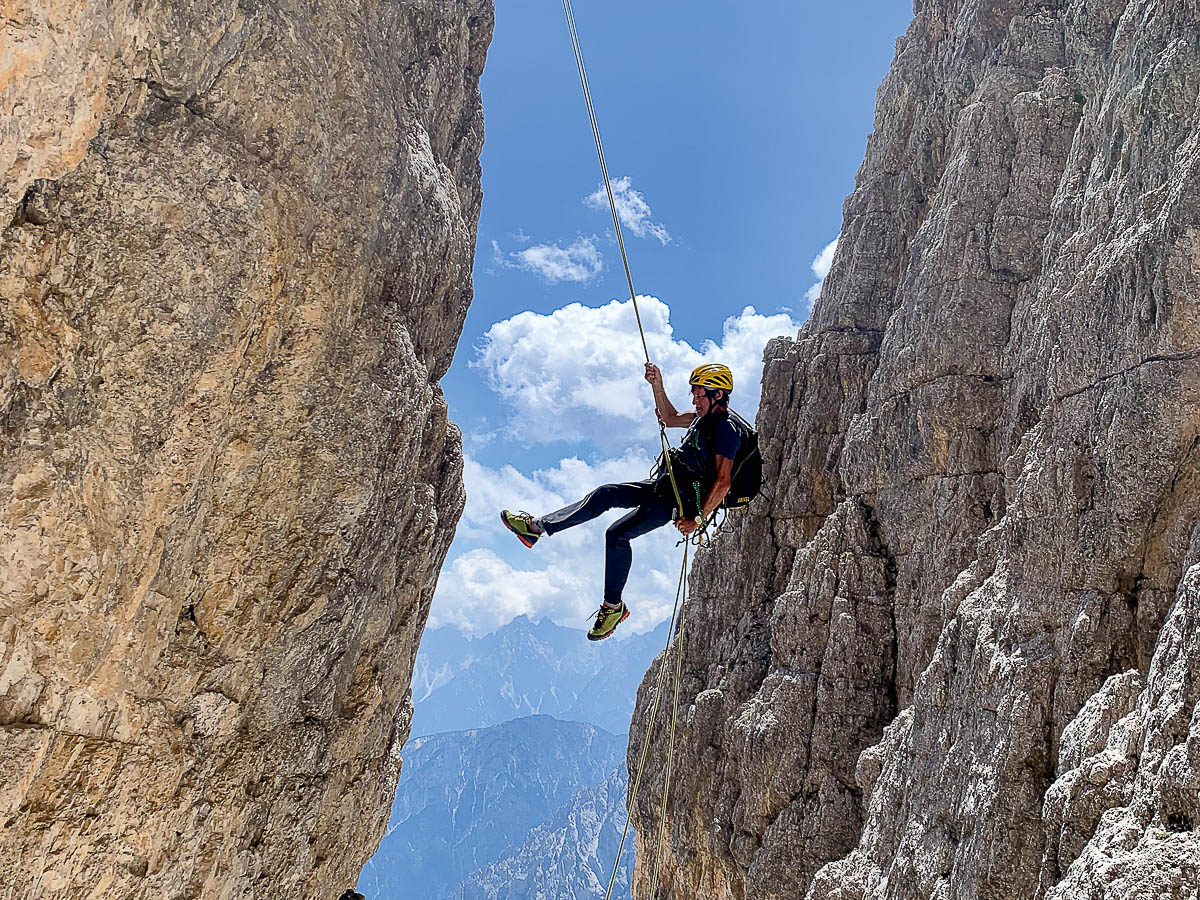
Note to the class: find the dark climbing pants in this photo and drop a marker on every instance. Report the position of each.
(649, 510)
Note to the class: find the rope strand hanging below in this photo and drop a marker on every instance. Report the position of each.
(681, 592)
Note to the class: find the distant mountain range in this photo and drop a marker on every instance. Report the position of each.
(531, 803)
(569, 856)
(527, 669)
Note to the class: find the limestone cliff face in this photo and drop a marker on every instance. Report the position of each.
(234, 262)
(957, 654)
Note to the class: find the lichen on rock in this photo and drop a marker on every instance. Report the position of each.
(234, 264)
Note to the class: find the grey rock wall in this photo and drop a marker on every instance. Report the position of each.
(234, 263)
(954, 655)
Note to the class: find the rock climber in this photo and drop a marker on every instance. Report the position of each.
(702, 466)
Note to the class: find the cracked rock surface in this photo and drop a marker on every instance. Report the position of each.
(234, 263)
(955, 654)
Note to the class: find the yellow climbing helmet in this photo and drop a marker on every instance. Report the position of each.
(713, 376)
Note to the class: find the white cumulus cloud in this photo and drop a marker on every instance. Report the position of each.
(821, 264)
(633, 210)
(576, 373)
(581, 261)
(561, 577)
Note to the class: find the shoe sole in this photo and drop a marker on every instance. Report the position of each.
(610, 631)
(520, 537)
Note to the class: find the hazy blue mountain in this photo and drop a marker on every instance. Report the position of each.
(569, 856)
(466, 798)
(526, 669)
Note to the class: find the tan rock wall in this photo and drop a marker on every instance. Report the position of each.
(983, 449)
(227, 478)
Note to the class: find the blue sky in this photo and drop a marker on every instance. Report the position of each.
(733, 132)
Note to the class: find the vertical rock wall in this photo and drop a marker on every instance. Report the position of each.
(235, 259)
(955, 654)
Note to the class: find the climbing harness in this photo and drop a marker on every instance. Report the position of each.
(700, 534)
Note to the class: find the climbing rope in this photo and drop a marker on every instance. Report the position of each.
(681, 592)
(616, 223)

::::

__Problem__: The copy should hold every entry above word for word and none of the pictures.

__Solution to this problem__:
Note to the class: find the dark climbing pants in this photo and drop a marker on every instance. Report the position of each.
(649, 510)
Note to the class: find the rope strand hanging below in this photo and drop a marker on every instance. Report the position of each.
(681, 592)
Note to the class: find the distant mountain range in this photo and drop a marker on every instance. Report the position of each.
(531, 803)
(569, 856)
(527, 669)
Note to the class: find the limestone cliff face in this photo and drop a marker on every instance. Report the position of each.
(234, 262)
(957, 654)
Note to the class: find the lichen on rock in this photo and drop a marker on every instance. Report the position of each.
(234, 264)
Note to the class: find the grey rock wall in this photo and drop a marker on every instance. Report the position of each.
(234, 263)
(954, 655)
Note to the class: find the rock climber in this photo and drop a marker on every instance. Report the position of each.
(702, 466)
Note to the class: find the cracked rock surface in this photo and drop a marker on every instance. Report the position of each.
(234, 263)
(955, 654)
Note to the class: find the yellow climbing helmet in this photo and drop a marker on every instance. Report the position of each.
(713, 376)
Note to the class: find the white cumulus cloud in this photo and drop a marker on every instance. Report the position of each.
(821, 264)
(633, 210)
(576, 373)
(581, 261)
(561, 577)
Note to the class: find the shoe sole in this photo and drop a marker on every instance. Report the position of each.
(610, 631)
(520, 537)
Note to the class: find the hazy blue mountain in this photo and drop a marker on every instance. Report the position of each.
(569, 856)
(466, 798)
(526, 669)
Note to the class: find the tan rock wall in this photo and drop a marker on every instance. Report the position of each.
(983, 449)
(227, 478)
Note to the class: find the blue sky in this photo and drop a marker on every instance. Report the position of each.
(733, 132)
Note to the class: find the vertical rock wall in this photo and drop a marker on every instance. Report the position of each.
(235, 259)
(955, 654)
Note to the class: find the climbing harness in this photo and drop a marker on every instance. Report the position of each.
(700, 534)
Note to the class: find the climbing rope in this photo and drop a marker on every instance. Report the position of each.
(681, 592)
(616, 223)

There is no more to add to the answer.